What you need to do:
Copy out the stretch of the data below from the line containing "Point on each instance of the sky." through the end, reproducing each line without changes.

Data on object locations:
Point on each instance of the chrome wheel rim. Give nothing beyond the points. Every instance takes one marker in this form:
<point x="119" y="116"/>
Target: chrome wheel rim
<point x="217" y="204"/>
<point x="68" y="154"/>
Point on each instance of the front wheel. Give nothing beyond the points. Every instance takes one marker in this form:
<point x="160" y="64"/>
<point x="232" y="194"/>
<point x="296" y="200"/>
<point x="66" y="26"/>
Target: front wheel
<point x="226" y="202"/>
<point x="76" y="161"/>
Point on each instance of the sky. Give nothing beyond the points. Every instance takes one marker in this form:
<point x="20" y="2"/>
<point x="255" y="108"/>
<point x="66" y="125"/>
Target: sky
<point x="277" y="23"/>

Written response:
Point on each instance of the sky. Give nothing beyond the points. Every instance takes one marker in this form:
<point x="20" y="2"/>
<point x="255" y="108"/>
<point x="66" y="125"/>
Target: sky
<point x="277" y="23"/>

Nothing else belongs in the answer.